Among the following entries, how many lines hold the string "building"? State only the number.

━━ THE DATA

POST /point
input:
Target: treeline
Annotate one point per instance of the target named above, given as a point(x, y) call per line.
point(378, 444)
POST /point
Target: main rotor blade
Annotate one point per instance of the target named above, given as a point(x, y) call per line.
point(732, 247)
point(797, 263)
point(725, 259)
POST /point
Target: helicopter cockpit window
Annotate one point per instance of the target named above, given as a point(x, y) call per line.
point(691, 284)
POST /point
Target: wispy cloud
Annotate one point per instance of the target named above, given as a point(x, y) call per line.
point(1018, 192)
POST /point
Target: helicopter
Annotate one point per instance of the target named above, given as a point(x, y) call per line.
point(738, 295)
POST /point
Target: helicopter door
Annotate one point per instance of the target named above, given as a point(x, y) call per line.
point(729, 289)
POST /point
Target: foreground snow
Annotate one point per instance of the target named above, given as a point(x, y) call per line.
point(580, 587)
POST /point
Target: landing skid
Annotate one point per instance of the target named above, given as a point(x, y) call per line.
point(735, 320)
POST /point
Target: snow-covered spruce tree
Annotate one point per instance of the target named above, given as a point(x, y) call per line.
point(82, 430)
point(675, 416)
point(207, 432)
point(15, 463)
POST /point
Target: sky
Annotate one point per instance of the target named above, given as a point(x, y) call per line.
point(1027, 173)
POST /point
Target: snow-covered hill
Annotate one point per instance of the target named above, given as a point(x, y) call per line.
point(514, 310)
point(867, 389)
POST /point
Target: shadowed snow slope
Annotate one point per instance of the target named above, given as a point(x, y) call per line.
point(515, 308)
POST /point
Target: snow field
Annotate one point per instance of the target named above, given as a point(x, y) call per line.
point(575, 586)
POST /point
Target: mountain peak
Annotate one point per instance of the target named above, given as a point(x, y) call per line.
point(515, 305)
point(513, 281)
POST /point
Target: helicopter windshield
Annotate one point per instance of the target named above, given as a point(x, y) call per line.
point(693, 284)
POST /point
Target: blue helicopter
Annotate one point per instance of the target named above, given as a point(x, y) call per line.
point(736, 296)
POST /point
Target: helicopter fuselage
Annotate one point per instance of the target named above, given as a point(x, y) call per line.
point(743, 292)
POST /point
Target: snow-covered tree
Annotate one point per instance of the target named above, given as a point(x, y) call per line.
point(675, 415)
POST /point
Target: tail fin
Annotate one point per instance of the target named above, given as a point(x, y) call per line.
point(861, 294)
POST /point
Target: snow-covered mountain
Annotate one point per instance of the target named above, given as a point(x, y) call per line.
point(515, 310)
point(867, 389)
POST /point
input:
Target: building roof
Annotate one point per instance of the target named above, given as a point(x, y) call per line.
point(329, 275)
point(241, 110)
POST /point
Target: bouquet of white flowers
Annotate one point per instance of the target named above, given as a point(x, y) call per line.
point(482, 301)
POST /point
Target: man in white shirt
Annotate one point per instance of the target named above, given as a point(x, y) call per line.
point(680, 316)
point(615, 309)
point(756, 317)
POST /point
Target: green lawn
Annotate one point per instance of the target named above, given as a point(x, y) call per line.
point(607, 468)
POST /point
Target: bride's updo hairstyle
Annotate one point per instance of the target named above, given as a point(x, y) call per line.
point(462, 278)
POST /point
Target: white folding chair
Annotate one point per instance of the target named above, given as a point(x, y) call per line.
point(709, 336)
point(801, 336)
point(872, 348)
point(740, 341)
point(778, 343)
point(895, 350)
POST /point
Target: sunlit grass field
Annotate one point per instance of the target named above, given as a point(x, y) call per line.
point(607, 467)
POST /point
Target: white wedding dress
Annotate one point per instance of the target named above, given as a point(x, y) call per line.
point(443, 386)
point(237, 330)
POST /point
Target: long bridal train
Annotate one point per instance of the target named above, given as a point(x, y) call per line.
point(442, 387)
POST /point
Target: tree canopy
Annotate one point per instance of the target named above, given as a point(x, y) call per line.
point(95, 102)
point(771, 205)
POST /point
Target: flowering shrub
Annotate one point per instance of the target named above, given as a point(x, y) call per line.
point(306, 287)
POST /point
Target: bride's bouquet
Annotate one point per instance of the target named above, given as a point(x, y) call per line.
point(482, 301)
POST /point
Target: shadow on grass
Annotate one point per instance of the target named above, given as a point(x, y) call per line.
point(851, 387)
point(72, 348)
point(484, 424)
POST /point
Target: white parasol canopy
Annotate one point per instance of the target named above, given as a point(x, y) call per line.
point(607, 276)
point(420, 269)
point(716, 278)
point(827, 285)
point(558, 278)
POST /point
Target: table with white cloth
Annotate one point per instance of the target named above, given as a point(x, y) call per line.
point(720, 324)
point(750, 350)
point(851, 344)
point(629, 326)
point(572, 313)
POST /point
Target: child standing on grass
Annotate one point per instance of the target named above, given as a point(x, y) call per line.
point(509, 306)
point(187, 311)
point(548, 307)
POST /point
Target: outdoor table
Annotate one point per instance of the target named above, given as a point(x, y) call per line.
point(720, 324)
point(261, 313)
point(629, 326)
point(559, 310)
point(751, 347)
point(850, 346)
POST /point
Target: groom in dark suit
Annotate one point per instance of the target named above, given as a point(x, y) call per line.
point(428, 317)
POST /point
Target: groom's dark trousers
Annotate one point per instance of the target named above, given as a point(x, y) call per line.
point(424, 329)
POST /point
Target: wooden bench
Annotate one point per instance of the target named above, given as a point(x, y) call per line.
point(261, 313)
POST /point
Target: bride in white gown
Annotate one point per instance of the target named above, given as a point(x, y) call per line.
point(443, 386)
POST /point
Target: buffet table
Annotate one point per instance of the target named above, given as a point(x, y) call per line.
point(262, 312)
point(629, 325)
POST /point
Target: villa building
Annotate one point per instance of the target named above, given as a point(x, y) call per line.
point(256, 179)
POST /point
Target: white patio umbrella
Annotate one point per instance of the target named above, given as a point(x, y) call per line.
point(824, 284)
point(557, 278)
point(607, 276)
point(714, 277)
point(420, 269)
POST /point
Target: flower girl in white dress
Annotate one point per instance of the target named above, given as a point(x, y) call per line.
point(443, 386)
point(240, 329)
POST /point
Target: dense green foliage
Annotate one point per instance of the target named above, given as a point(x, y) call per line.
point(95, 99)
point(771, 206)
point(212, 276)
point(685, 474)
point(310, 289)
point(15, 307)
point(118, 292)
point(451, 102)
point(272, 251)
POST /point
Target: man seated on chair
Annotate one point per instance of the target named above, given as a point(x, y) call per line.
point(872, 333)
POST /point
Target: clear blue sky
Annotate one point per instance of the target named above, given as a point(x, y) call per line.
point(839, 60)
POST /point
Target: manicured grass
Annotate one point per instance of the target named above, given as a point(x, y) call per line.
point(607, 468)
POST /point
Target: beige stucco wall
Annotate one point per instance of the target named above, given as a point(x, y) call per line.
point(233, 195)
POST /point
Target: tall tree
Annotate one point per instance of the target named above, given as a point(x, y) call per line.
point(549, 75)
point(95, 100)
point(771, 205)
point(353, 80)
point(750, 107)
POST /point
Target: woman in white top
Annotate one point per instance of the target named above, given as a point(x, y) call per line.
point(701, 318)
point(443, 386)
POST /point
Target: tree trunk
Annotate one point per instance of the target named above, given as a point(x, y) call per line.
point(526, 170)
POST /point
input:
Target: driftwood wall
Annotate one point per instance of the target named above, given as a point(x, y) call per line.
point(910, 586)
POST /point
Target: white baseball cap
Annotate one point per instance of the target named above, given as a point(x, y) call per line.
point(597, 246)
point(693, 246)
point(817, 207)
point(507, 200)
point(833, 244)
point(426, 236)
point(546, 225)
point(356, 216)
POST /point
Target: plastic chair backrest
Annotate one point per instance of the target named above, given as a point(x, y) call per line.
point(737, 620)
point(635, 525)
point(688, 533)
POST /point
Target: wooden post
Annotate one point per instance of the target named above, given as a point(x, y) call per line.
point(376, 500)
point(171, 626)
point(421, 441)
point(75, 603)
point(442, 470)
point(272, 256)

━━━━

• [TASK RESPONSE]:
2